Prompt 1:
In the comment below, which diners would the proposed ships cater for exclusively?

Supplied text:
The streams might be drinkable, potable water is worth more than a dollar a kilo, if marketed well to rich suckers. But the suckers would have to sail here, not get fly-buys and we could indulge em by charging them heaps more on the journey..but only cater for vegans, all Dairy Free.......Plus if we called em ships...Titanic one two or three and counting, a better rate of return, as only one inward journey and nothing to talk crap about, after.
New Zealand used to be a nice place...now it is full of merde and French droppings....in fields and by the road side.....get with the program..
Go upmarket...only cater for Politicians, they can talk merde for ages and achieve nowt....much better value for money, I know...We pay for em....Maybe we should all go Dairy Free instead, then we would not have to ship out our merde and produce luxury vegies instead and cut down on incoming human waste and beings and live a long and much less productive life, wasted and working for nowt except importing people to keep our Houses afloat. A thing of even greater Titanic proportions...than my suggested remedy....hence no need for selling oursouls to Tourists and immigrants alike.......whatsoever.

Prompt 2:
List every line of the entries that contains the word "white", matching its case exactly.

Data excerpts:

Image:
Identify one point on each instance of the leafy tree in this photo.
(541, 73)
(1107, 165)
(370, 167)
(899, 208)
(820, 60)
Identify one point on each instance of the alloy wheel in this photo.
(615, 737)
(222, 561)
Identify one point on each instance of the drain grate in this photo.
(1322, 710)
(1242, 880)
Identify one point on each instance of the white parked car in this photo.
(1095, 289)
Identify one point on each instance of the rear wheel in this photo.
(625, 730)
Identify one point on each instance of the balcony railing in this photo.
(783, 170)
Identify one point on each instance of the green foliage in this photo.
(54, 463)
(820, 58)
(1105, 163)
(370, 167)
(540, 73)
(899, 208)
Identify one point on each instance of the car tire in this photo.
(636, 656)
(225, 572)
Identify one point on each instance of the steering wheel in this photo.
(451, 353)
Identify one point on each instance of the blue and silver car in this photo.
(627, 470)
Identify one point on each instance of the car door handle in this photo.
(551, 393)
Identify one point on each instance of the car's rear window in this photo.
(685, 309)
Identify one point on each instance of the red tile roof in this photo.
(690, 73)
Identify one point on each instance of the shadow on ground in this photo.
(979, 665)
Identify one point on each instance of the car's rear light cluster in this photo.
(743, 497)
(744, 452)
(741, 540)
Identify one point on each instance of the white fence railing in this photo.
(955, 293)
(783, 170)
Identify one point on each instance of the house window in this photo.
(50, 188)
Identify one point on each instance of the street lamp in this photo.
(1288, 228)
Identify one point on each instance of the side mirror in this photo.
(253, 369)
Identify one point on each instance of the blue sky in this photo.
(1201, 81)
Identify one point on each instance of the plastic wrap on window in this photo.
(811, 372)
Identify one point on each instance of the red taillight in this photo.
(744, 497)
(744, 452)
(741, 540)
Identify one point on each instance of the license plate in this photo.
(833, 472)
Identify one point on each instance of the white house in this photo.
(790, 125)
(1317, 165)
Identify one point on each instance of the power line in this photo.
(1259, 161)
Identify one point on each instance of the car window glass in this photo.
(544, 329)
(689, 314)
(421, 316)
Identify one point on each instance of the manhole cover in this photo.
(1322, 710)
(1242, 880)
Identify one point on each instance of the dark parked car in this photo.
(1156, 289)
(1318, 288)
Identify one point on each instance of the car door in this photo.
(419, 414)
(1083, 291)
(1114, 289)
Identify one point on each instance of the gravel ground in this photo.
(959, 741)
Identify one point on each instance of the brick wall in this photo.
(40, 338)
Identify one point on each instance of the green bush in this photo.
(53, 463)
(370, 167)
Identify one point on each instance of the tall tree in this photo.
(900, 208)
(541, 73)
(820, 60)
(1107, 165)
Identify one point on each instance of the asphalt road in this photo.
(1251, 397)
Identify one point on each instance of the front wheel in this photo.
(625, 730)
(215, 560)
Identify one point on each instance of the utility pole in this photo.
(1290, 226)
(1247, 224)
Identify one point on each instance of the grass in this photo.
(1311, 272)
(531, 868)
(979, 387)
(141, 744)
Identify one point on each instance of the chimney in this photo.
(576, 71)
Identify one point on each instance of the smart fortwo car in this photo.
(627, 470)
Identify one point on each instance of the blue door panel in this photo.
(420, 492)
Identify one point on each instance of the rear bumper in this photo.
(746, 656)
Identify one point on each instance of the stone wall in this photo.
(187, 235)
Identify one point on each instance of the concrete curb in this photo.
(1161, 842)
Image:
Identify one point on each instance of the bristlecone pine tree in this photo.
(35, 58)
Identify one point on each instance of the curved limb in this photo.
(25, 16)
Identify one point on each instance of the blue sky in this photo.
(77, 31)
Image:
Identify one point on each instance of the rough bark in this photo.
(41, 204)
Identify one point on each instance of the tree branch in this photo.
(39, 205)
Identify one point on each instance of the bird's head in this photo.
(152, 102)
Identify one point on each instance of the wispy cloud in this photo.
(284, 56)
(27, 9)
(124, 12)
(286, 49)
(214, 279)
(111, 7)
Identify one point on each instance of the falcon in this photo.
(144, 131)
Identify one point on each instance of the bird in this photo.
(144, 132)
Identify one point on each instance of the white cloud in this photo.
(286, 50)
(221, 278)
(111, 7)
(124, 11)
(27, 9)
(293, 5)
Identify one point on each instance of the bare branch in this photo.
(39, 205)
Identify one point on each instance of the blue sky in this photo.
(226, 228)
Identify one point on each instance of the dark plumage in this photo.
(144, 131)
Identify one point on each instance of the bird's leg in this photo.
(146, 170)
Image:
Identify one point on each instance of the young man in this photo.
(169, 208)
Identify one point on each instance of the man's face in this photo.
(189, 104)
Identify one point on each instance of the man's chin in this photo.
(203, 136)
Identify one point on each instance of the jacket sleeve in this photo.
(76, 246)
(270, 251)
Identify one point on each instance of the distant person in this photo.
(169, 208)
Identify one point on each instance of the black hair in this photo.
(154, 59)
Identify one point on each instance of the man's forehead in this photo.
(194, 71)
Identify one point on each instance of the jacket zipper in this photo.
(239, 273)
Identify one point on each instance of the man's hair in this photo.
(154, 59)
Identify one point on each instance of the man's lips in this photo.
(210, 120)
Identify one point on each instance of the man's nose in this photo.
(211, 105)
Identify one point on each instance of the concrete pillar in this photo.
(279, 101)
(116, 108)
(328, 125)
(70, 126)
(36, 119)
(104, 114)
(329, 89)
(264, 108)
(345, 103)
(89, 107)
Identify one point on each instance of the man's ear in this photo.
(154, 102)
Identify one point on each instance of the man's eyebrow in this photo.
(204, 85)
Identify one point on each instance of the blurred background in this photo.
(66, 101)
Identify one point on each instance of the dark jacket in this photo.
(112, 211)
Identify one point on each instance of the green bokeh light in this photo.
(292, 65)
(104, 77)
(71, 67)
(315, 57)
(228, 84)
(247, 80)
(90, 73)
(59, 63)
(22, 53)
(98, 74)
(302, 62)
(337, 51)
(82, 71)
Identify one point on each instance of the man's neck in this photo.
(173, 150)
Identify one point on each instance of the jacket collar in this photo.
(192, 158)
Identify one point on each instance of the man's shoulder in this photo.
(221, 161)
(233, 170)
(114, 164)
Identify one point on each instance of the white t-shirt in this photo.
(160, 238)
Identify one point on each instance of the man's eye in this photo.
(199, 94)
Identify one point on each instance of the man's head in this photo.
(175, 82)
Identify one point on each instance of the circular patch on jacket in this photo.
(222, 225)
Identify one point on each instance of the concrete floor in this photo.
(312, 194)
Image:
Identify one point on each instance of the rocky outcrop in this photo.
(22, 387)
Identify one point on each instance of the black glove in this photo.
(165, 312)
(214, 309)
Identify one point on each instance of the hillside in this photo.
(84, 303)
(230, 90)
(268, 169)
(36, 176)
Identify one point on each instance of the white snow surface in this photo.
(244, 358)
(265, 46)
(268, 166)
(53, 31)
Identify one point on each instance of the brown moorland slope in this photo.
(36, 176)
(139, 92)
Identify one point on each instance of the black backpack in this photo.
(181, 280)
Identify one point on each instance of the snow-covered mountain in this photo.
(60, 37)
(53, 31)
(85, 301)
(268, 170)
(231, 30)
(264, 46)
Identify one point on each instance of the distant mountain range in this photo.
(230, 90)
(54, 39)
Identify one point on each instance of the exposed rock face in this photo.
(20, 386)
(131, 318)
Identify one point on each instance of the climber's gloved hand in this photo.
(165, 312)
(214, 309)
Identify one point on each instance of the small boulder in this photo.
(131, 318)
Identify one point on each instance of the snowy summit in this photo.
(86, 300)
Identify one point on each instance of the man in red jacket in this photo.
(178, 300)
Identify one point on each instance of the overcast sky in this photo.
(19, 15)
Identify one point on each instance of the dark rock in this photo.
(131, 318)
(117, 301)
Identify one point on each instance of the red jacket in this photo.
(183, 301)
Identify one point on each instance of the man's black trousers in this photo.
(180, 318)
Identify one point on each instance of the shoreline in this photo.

Written solution 1:
Only vegans, with everything dairy free.

Written solution 2:
Identify one point on each instance of the white parked car in this photo.
Identify one point on each instance of the white fence railing in this photo.
Identify one point on each instance of the white house in this photo.
Identify one point on each instance of the white cloud in this photo.
Identify one point on each instance of the white t-shirt in this photo.
Identify one point on each instance of the white snow surface in this photo.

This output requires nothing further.